WHAT YOU WILL DO. Copy every line below. Do not alter any of them.

RECORDS FOR THIS TASK.
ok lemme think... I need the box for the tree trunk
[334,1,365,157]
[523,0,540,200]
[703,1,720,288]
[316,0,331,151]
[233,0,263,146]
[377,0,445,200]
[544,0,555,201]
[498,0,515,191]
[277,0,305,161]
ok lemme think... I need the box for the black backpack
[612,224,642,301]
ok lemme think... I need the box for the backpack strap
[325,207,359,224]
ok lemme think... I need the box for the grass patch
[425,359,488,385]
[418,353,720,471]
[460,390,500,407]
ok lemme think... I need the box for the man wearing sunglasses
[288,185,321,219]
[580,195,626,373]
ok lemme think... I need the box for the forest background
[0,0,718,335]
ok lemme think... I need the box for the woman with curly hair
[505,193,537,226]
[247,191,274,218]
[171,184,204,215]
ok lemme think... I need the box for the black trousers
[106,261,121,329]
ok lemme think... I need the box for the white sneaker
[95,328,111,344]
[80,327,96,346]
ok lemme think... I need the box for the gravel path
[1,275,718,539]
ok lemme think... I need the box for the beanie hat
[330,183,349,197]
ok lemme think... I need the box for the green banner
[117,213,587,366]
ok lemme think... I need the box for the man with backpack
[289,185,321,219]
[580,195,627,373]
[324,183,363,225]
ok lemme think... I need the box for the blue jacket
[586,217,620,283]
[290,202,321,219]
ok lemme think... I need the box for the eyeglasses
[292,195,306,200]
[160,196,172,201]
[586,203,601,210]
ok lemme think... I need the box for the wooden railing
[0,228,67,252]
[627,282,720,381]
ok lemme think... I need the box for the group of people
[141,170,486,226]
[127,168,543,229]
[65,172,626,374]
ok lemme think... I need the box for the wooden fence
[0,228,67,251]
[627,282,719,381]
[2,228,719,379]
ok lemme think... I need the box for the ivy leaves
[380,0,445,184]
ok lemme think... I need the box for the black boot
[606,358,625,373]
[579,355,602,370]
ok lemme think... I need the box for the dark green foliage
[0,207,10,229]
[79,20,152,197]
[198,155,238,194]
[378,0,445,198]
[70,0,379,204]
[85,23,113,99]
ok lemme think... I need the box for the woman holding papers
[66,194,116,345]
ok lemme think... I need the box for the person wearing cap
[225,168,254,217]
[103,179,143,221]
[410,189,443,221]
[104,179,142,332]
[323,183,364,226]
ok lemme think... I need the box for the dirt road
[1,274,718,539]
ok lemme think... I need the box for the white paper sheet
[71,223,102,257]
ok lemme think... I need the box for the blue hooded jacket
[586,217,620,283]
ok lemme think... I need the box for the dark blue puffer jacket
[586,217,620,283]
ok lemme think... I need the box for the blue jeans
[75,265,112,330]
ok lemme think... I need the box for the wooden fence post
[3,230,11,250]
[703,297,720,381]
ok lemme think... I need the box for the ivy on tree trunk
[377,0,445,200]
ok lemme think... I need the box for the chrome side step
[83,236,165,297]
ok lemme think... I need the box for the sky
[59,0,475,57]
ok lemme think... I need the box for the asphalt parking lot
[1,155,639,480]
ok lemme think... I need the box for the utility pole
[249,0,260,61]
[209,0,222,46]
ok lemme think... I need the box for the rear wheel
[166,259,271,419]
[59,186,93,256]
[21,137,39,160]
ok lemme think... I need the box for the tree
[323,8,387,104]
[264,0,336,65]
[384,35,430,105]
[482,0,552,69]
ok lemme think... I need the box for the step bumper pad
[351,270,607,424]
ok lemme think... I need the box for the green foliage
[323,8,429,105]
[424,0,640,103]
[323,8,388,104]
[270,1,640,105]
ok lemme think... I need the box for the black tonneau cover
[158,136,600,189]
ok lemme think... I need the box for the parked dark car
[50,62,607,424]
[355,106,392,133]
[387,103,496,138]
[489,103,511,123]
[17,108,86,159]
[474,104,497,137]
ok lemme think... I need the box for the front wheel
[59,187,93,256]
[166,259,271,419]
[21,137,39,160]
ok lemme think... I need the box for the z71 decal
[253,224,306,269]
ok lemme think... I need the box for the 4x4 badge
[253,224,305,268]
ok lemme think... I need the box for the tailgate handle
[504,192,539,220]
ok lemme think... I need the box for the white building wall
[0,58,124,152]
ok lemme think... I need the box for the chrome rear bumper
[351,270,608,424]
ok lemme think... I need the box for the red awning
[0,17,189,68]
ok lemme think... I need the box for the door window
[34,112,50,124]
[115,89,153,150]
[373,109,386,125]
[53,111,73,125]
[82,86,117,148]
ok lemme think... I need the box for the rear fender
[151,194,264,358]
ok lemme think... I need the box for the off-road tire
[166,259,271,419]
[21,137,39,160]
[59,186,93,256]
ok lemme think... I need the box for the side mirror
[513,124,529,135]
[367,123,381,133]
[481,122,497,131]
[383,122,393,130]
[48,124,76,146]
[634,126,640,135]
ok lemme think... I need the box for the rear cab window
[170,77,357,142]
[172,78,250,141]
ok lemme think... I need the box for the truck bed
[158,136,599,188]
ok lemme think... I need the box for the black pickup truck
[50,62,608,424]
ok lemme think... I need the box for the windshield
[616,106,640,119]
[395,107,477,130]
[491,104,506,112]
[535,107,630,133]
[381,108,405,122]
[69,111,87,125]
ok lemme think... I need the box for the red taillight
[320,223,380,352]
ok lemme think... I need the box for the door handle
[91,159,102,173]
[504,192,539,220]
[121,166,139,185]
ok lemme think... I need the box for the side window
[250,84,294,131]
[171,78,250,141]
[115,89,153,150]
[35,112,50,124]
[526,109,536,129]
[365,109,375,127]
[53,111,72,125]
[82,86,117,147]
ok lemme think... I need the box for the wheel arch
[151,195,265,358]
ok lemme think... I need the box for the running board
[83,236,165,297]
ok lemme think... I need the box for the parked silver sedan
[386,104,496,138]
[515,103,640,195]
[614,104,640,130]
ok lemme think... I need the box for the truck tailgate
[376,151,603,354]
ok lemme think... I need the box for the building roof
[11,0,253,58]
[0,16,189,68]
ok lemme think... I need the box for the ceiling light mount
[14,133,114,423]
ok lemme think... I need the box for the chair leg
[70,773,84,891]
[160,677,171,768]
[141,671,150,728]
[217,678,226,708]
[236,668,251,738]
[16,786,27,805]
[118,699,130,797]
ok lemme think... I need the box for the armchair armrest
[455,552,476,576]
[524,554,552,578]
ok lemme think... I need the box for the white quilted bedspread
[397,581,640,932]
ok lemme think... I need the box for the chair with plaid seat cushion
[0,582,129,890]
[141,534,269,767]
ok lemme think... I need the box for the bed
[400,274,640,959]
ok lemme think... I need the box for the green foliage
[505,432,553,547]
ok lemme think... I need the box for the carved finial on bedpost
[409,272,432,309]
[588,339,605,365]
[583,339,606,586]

WRITTEN SOLUTION.
ok lemme think... I need the box for the tree trunk
[334,1,365,157]
[523,0,540,200]
[703,1,720,288]
[316,0,331,151]
[233,0,263,146]
[377,0,445,200]
[544,0,555,201]
[498,0,515,191]
[277,0,305,161]
ok lemme think... I need the box for the black backpack
[612,224,642,301]
ok lemme think... I need the box for the backpack strap
[325,207,359,224]
ok lemme think... I need the box for the grass patch
[425,359,488,385]
[418,353,720,471]
[460,390,500,407]
ok lemme think... I need the box for the man wearing sunglasses
[288,185,321,219]
[580,195,626,373]
ok lemme think... I need the box for the forest background
[0,0,718,335]
ok lemme think... I need the box for the woman with curly hair
[505,193,537,226]
[247,191,274,218]
[171,184,204,215]
ok lemme think... I need the box for the black trousers
[106,261,121,329]
ok lemme think... I need the box for the white sneaker
[95,328,111,344]
[80,327,96,346]
ok lemme think... I need the box for the gravel path
[1,275,718,539]
ok lemme think... I need the box for the beanie hat
[330,183,349,197]
ok lemme think... I need the box for the green banner
[117,213,587,366]
ok lemme think... I need the box for the man with backpack
[289,185,321,219]
[580,195,627,373]
[324,183,363,225]
ok lemme think... I need the box for the blue jacket
[586,217,620,283]
[290,202,321,219]
ok lemme think... I need the box for the eyeglasses
[292,195,306,200]
[160,196,172,201]
[586,203,601,210]
ok lemme think... I need the box for the wooden railing
[0,228,67,252]
[627,282,720,381]
ok lemme think... I need the box for the group of people
[141,170,486,226]
[127,168,543,229]
[65,172,626,374]
ok lemme think... I need the box for the wooden fence
[0,228,67,251]
[627,282,719,381]
[2,228,719,379]
ok lemme think... I need the box for the ivy leaves
[380,0,445,184]
ok lemme think... I need the box for the black boot
[606,358,625,373]
[579,355,602,370]
ok lemme think... I need the box for the dark green foliage
[0,207,10,229]
[79,20,152,197]
[198,155,238,194]
[378,0,445,198]
[70,0,379,204]
[85,23,113,99]
ok lemme think... I need the box for the woman holding papers
[66,194,116,345]
ok lemme think... I need the box for the person wearing cap
[225,168,254,217]
[103,179,143,221]
[410,189,443,221]
[104,179,142,332]
[323,183,364,226]
ok lemme think... I need the box for the dirt road
[1,274,718,539]
ok lemme think... I need the box for the white paper sheet
[71,223,102,257]
ok lemme think... I need the box for the blue hooded jacket
[586,217,620,283]
ok lemme think... I need the box for the dark blue puffer jacket
[586,217,620,283]
ok lemme think... I need the box for the blue jeans
[75,265,112,330]
ok lemme think... I need the box for the wooden fence post
[3,230,11,250]
[703,297,720,381]
ok lemme think... I need the box for the ivy on tree trunk
[377,0,445,200]
ok lemme think... I need the box for the chrome side step
[83,236,165,297]
ok lemme think... I need the box for the sky
[59,0,475,57]
ok lemme think... I need the box for the asphalt parking lot
[1,155,639,480]
ok lemme think... I need the box for the utility pole
[249,0,260,61]
[209,0,222,46]
ok lemme think... I need the box for the rear wheel
[166,259,271,419]
[59,186,93,256]
[21,137,39,160]
ok lemme think... I need the box for the tree
[323,8,387,104]
[264,0,336,65]
[384,35,430,105]
[482,0,552,69]
ok lemme think... I need the box for the step bumper pad
[351,270,607,424]
ok lemme think... I need the box for the green foliage
[323,8,429,105]
[424,0,640,103]
[323,8,388,104]
[270,1,640,105]
ok lemme think... I need the box for the black tonneau cover
[158,136,600,189]
ok lemme think... I need the box for the parked dark car
[50,62,607,424]
[355,106,392,133]
[387,103,496,138]
[489,103,511,123]
[17,108,86,159]
[474,104,497,137]
ok lemme think... I need the box for the front wheel
[59,187,93,256]
[166,259,271,419]
[21,137,39,160]
ok lemme think... I need the box for the z71 decal
[253,224,306,269]
ok lemme think... I need the box for the 4x4 badge
[253,224,305,268]
ok lemme think... I need the box for the tailgate handle
[504,192,539,220]
ok lemme think... I need the box for the white building wall
[0,58,124,152]
ok lemme think... I need the box for the chrome rear bumper
[351,270,608,424]
ok lemme think... I need the box for the red awning
[0,17,189,68]
ok lemme think... I need the box for the door window
[34,112,50,124]
[115,89,153,150]
[373,109,386,125]
[53,111,73,125]
[82,86,117,148]
ok lemme think... I need the box for the rear fender
[151,194,264,358]
ok lemme think... I need the box for the off-road tire
[166,259,271,419]
[21,137,39,160]
[59,186,93,256]
ok lemme think... I need the box for the side mirror
[513,124,529,135]
[367,123,381,133]
[481,122,497,131]
[383,122,393,130]
[48,124,76,146]
[634,126,640,135]
ok lemme think... I need the box for the rear cab window
[170,77,357,142]
[172,78,250,141]
ok lemme think... I need the box for the truck bed
[158,136,599,188]
ok lemme think... I need the box for the black pickup truck
[50,62,608,424]
ok lemme think... I need the box for the windshield
[616,106,640,119]
[395,107,477,130]
[491,104,506,112]
[535,107,630,133]
[381,108,405,122]
[69,111,87,125]
ok lemme think... I need the box for the red taillight
[320,223,380,352]
ok lemme think... I need the box for the door handle
[91,159,102,173]
[504,192,539,220]
[121,166,139,185]
ok lemme think... I need the box for the side window
[250,84,294,131]
[171,78,250,141]
[115,89,153,150]
[35,112,50,124]
[526,109,536,129]
[365,109,375,127]
[53,111,72,125]
[82,86,117,147]
ok lemme think... I need the box for the wheel arch
[151,195,265,358]
ok lemme think... I need the box for the running board
[83,236,165,297]
ok lemme think... I need the box for the parked silver sedan
[386,104,496,138]
[515,103,640,195]
[614,104,640,130]
ok lemme think... I need the box for the truck tailgate
[376,151,603,354]
ok lemme think... I need the box for the building roof
[11,0,253,58]
[0,16,189,68]
ok lemme think... I need the box for the ceiling light mount
[14,133,114,423]
ok lemme think... I need the box for the chair leg
[70,773,84,891]
[160,677,171,768]
[141,671,150,728]
[217,678,226,708]
[236,668,251,738]
[16,786,27,805]
[118,699,130,797]
ok lemme think... I need the box for the armchair armrest
[455,552,476,576]
[524,554,552,578]
ok lemme think... I need the box for the white quilted bedspread
[397,581,640,932]
ok lemme think... I need the box for the chair with plaid seat cushion
[0,582,129,890]
[141,534,269,767]
ok lemme think... I need the box for the bed
[400,274,640,959]
ok lemme think... I need the box for the green foliage
[505,432,553,547]
ok lemme think... I need the box for the carved finial on bedpost
[409,272,432,309]
[588,339,605,365]
[583,339,606,586]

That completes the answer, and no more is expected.